**ABOUT THIS TASK**: Starting from the line that holds "Query: steering wheel", print every line through the end of the records, first and last included.

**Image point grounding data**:
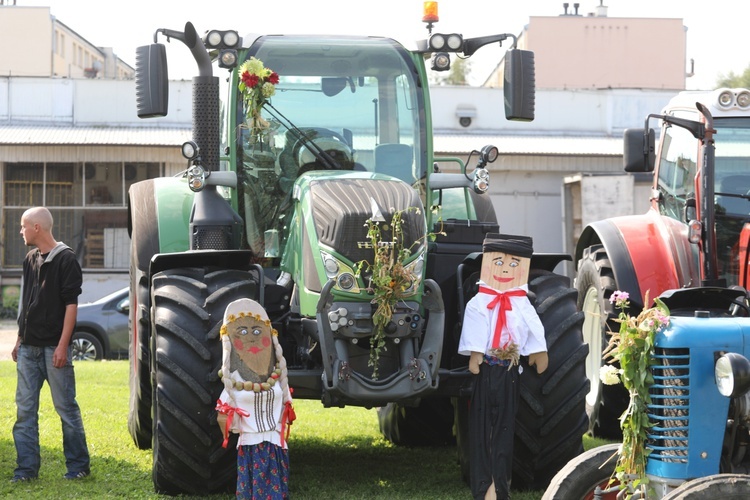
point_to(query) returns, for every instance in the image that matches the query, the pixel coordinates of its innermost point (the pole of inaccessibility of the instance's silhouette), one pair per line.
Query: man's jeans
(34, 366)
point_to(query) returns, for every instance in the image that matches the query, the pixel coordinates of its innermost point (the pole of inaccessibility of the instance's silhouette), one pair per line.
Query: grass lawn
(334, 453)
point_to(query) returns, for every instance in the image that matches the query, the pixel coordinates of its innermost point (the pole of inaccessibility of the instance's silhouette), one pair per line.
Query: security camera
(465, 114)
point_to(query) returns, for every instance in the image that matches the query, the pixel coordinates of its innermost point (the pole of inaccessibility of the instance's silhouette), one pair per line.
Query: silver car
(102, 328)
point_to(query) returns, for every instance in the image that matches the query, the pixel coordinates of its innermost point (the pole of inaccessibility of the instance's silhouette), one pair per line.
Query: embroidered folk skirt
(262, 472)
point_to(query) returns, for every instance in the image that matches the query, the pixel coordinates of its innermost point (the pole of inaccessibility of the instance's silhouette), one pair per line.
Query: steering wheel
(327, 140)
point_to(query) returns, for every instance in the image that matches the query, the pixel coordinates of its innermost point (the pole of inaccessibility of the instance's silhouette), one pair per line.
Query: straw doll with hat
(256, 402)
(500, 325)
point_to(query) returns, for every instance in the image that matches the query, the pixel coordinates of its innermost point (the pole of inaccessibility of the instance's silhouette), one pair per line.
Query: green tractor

**REPLY**:
Query: steering wheel
(327, 140)
point_to(query) returns, for every instance in the image that matches the query, the pixel coordinates of its innermost point (the pole of inaccessibility of the instance's silhouette), one pair per line.
Query: straw doll with hat
(256, 402)
(500, 325)
point_to(query) returns, for every instance in the image that matches the query, the pixel coordinates of its innermost point (the pole of inaccessibility of the instance's silhouette), one pair per line.
Query: green tractor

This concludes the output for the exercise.